##### STUDY TEXT

Getting to the Heart of the Matter
UWI develops Cardiovascular Surgery Simulator
Article courtesy the Marketing & Communications Office, UWI Mona
The pig’s contributory role to medical research and improvements in public health and patient care has been largely downplayed.
However, recent ground-breaking work by a multi-disciplinary team of researchers at The University of the West Indies, Mona has put the pig’s heart at the centre of cutting-edge technology with the innovation of the cardiac surgery simulator.
Anatomically similar to that of humans, the pig’s heart is a valuable model in developing treatment in cardiovascular health management. Former lecturer in the Department of Surgery Dr. Paul Ramphal recognised this from back in the 1990s when as a surgical trainee in Glasgow, Scotland, he bought pig hearts from the local butcher to practice on.
“The idea of using a pig’s heart to simulate a human one is not original to me, as the similarities between the porcine and human hearts have been known for years,” Dr. Ramphal said in a 2011 interview from the UWI Bahamas School of Clinical Medicine, where he is now an associate lecturer.
On returning to Jamaica in 1998, Dr. Ramphal was appointed Consultant Cardiothoracic Surgeon at UWI with the task of training three new cardiothoracic surgeons. Because only few open heart procedures were done locally, Dr. Ramphal faced a challenge in providing his trainees with the experience they needed to operate in high-volume centres in North America and the United Kingdom. This was when he came up with the idea of animating a pig’s heart by inserting balloons inside it and using a pump to inflate and deflate the balloon to mimic a beating heart..
“What is unique about my simulator is that the heart is made to look as though it is still alive and beating inside an artificial human chest cavity and has artificial blood flowing through it and is connected by computer to a simulated vital signs monitor and can be made to react to actions taken by the trainee,” he said.
He took the mechanical prototype to the then Department of Mathematics and Computer Science at Mona where computer scientist Dr. Daniel Coore created the software that allowed the pumping device to move causing the heart to beat in synchrony with the vital sign traces being displayed on a monitor.
Dr. Michael Craven of the Engineering Department at the University of Technology who was on sabbatical from Nottingham University in the UK, and his assistant Mr. Somara Newman, did engineering work in the early phases of the project.
Not long thereafter Professor Richard Feins of the University of North Carolina at Chapel Hill, then Chairman of the American Board of Thoracic Surgery, contacted Dr. Ramphal. And the pioneering trio of Ramphal, Craven and Coore went to Chapel Hill to show off the simulator.

##########
##### EXTRACTED RECORDS

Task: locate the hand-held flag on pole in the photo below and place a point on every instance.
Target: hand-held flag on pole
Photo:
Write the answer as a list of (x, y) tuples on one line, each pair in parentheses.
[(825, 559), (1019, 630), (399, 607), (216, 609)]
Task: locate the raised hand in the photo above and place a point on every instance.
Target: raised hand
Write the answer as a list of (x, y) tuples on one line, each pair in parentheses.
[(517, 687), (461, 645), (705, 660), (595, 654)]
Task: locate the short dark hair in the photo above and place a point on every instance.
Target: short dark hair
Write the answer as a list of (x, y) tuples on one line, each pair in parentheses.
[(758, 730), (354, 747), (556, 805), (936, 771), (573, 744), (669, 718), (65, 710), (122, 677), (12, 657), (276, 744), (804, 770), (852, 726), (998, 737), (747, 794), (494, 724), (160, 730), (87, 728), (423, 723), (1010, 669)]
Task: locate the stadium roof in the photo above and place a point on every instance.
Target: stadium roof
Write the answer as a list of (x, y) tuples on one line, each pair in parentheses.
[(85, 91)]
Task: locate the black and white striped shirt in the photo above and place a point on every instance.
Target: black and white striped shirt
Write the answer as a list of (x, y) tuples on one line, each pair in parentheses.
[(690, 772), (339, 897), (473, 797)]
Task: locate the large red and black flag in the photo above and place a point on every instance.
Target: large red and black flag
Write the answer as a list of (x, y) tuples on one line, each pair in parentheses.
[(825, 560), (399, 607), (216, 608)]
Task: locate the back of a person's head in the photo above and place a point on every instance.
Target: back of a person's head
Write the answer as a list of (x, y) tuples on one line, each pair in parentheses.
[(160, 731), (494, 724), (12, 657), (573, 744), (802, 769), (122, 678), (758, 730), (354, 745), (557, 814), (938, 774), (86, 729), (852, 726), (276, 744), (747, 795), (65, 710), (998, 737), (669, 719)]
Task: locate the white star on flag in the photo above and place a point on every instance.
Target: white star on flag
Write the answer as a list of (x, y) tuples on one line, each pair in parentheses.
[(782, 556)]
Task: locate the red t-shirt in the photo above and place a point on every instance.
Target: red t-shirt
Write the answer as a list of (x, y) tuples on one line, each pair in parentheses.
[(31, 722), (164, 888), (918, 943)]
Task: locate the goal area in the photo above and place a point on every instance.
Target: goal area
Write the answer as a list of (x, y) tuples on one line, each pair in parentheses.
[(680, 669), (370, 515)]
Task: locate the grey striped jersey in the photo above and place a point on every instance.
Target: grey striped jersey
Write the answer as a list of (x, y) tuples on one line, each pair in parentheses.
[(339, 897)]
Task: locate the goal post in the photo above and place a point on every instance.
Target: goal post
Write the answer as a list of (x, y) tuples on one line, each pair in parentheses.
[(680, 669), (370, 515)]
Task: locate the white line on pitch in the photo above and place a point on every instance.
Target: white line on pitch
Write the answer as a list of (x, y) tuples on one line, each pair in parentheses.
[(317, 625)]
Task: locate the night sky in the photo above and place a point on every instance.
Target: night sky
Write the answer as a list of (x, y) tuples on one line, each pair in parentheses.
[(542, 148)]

##########

WHAT THE EXERCISE ASKS
Repeat, word for word, the part of the article on the cardiac surgery simulator that runs from "Anatomically similar to" to "to practice on.".

EXERCISE OUTPUT
Anatomically similar to that of humans, the pig’s heart is a valuable model in developing treatment in cardiovascular health management. Former lecturer in the Department of Surgery Dr. Paul Ramphal recognised this from back in the 1990s when as a surgical trainee in Glasgow, Scotland, he bought pig hearts from the local butcher to practice on.